▶ Task objective
Your output should be the entries below, exact in every detail.
***
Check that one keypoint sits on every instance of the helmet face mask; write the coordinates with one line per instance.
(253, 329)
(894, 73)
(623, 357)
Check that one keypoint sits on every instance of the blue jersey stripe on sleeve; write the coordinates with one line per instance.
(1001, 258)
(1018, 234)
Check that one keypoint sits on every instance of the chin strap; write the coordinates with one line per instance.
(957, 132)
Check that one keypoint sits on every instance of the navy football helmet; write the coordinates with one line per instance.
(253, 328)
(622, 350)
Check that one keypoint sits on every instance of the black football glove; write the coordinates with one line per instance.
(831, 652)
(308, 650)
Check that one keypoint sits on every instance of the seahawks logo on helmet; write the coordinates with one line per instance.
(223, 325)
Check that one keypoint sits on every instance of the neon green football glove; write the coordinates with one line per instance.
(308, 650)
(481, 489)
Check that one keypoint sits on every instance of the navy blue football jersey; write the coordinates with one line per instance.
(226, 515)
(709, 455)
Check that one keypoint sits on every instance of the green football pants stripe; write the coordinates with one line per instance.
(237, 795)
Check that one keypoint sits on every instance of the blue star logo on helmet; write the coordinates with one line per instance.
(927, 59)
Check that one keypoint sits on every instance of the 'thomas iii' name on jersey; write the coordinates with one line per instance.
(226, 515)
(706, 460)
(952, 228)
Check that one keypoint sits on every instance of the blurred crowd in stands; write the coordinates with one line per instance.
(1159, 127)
***
▶ Worked solution
Check that one keypoint sits on every instance of the helmet face mask; write the coordinates with one line per instance.
(253, 329)
(894, 73)
(623, 357)
Check that one keypoint sits on every instance of the blue jersey stripe on sleeve; write the coordinates with one line per instance.
(1001, 258)
(1018, 234)
Check that one keypoint sits on every instance of the chin strap; write the coordinates with one line per instance.
(957, 132)
Check that one keypoint sits on every instance of the navy football helmet; write the coordinates with one line per instance.
(253, 328)
(622, 350)
Check that one keypoint sits on every instance of the black football glove; write the coordinates with one line per instance.
(831, 652)
(308, 650)
Check that one keypoint sits on every instance of the seahawks logo on helmet; write the coordinates with one line per instance.
(223, 325)
Check that one keypoint sits on every instance of the neon green football glove; write the coordinates with one line per instance.
(308, 650)
(481, 489)
Check that one keypoint sits on every instance of the navy blue football jersey; write the coordinates with one line per instance.
(226, 515)
(709, 455)
Check that one keypoint sits on every instance of the green football pants stripe; write the coordinates with one line per instance.
(237, 795)
Check that one keypoint sits on every instance of the blue star logo on helmet; write the coordinates with one line per instance.
(927, 59)
Check that one keypoint sits on every instance of the 'thomas iii' name on jersey; write the coordinates with one line per instance.
(226, 515)
(706, 460)
(952, 228)
Check that one keypoint sits on every instance of the blurred crowd in stands; write the coordinates with one line per instance.
(1159, 127)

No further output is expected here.